• MATERIAL PROVIDED:
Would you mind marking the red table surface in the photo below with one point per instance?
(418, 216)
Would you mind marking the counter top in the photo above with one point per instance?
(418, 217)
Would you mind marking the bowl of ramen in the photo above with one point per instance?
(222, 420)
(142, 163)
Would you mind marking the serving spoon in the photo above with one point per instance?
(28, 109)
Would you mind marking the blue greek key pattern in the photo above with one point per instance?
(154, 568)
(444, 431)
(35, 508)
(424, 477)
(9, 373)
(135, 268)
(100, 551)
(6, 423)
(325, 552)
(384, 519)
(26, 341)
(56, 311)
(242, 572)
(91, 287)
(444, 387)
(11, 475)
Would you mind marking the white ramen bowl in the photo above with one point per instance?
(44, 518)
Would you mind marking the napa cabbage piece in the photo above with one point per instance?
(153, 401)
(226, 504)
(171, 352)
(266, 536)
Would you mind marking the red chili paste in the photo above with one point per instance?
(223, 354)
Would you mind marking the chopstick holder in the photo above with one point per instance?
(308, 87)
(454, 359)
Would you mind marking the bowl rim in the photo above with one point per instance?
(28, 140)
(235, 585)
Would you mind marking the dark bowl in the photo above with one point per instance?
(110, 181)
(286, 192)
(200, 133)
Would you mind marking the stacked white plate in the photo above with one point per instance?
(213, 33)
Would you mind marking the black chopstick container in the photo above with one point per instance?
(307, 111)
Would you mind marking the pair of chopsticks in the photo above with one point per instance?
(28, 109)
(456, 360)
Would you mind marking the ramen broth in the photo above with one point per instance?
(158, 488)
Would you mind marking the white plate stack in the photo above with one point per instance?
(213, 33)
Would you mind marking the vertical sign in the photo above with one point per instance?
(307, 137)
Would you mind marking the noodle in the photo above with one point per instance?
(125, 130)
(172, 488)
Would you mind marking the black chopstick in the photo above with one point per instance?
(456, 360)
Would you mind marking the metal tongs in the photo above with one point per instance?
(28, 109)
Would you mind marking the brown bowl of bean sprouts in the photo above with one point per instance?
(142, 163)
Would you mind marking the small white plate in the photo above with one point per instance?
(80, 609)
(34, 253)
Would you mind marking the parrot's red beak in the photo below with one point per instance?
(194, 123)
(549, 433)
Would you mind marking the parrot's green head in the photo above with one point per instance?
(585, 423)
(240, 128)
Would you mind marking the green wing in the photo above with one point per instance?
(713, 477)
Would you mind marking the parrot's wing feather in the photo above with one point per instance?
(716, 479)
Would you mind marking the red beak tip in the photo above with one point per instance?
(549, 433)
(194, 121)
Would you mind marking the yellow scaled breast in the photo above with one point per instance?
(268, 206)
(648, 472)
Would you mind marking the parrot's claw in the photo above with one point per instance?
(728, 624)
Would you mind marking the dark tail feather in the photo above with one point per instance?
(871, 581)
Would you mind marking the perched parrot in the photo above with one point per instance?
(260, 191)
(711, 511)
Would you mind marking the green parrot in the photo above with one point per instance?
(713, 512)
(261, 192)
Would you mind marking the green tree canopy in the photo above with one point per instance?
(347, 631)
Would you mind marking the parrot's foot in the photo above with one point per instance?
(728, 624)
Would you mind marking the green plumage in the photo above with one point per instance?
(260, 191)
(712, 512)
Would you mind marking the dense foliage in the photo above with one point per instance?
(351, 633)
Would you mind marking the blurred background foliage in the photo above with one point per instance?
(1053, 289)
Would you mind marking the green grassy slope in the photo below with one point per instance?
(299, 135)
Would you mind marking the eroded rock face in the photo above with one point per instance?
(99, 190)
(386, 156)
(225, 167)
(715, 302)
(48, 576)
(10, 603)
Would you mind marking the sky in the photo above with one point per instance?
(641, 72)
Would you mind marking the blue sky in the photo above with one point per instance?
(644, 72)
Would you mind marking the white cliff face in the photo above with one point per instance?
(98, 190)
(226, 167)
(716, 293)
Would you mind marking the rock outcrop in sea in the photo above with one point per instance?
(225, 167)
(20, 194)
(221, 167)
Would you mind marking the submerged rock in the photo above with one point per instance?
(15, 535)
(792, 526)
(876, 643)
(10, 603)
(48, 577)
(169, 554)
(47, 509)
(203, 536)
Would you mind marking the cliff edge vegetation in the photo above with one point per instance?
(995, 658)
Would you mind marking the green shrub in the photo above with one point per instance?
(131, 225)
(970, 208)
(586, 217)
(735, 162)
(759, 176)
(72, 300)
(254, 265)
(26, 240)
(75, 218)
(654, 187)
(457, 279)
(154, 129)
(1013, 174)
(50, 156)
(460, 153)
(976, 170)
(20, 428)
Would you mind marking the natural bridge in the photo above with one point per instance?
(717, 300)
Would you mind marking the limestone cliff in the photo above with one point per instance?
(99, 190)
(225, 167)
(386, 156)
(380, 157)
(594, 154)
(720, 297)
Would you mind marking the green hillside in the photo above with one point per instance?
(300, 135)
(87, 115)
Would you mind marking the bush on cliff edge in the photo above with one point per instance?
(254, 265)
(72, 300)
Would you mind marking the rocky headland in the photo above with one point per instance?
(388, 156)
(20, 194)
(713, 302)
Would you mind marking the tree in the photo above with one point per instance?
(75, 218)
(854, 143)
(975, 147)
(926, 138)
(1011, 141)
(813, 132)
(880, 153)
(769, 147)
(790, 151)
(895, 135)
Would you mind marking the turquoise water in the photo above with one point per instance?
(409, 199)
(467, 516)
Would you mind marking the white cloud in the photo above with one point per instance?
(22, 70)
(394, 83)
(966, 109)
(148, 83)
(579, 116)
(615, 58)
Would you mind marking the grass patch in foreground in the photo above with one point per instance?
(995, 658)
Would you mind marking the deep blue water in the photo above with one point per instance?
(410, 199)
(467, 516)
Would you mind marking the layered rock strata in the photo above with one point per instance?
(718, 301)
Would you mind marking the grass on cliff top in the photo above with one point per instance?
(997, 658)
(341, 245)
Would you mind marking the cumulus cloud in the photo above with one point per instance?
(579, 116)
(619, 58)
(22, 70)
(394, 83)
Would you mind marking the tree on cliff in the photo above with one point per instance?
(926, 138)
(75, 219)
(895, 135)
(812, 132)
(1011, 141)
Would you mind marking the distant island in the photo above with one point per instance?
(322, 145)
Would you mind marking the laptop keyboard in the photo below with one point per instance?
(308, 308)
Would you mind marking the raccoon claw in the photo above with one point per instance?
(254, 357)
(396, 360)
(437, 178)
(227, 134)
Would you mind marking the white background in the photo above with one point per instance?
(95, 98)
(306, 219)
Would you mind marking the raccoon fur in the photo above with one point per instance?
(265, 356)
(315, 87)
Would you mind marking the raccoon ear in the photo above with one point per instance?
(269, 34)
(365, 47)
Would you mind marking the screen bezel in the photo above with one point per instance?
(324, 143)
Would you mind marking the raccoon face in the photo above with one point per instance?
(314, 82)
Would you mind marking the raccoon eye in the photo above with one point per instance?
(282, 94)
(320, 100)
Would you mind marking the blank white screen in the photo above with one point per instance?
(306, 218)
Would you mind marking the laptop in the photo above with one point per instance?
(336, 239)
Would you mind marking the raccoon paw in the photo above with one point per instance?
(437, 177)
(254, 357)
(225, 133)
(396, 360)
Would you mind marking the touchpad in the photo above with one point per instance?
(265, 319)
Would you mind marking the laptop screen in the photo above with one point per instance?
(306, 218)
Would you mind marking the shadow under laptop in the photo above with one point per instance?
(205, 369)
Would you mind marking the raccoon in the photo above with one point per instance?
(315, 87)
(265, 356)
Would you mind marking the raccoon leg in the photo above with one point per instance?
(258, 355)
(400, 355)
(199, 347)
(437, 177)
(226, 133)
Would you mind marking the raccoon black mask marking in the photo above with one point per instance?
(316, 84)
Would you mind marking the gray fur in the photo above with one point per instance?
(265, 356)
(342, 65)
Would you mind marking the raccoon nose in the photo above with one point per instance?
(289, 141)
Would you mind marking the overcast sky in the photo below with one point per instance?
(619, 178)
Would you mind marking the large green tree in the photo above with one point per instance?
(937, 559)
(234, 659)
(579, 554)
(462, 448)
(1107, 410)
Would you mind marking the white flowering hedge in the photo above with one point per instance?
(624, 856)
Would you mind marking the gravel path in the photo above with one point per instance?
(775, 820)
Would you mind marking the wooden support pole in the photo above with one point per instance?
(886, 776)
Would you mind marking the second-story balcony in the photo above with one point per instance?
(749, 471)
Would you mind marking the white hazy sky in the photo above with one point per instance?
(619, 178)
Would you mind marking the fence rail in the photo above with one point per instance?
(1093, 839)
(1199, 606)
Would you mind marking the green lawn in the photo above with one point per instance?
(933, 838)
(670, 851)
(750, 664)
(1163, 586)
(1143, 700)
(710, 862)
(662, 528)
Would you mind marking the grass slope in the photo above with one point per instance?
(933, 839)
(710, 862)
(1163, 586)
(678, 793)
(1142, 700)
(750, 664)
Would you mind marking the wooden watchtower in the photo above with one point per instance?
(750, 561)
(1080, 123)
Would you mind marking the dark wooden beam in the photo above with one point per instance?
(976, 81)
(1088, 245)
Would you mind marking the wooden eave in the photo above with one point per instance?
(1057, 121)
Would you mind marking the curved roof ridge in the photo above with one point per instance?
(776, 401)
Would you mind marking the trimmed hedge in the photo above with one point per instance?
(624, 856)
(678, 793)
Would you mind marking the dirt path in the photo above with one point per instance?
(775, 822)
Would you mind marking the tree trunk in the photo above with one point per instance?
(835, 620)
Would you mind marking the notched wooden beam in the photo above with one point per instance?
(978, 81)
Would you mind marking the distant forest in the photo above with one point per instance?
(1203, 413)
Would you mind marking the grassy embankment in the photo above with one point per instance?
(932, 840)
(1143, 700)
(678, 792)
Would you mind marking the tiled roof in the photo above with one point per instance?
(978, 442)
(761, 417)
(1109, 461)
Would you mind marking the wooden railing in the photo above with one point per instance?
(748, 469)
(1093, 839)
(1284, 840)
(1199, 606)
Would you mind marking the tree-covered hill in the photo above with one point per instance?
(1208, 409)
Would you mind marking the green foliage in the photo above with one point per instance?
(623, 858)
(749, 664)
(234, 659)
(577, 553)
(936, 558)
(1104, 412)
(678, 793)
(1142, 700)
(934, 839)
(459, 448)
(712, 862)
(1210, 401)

• EXERCISE INSTRUCTIONS:
Rewrite the part that opens with the line containing "Would you mind marking the yellow" and closes with the line containing "(1053, 289)", including both of those lines and the requests, scaling every point coordinate in the answers by 1.15 and rounding to whole numbers, with halves rounded up. Leave the requests unchanged.

• EXERCISE RESULT:
Would you mind marking the yellow scaled breast in the photo above with one point per instance?
(308, 237)
(745, 543)
Would you mind marking the parrot's claw in the photo above with one point per instance?
(837, 718)
Would you mind marking the dark tail feather in the photo above with one point per instance?
(1002, 668)
Would you mind marking the perched parrot in the photo above with one point per instance?
(299, 220)
(818, 588)
Would you mind marking the green parrot in the photo above with one point per instance?
(820, 589)
(300, 221)
Would you mind marking the green tree canopy in the photo above with one point per instance?
(399, 726)
Would you mind marking the parrot's foot in the photo above with one point per instance?
(837, 718)
Would you mind marking the green plumage in the photo above with one point per instance?
(299, 220)
(819, 589)
Would you mind marking the dense foliage in the photo above with one point per instance?
(404, 728)
Would you mind marking the blurred background foliage in the photo above with one point per instance?
(1211, 332)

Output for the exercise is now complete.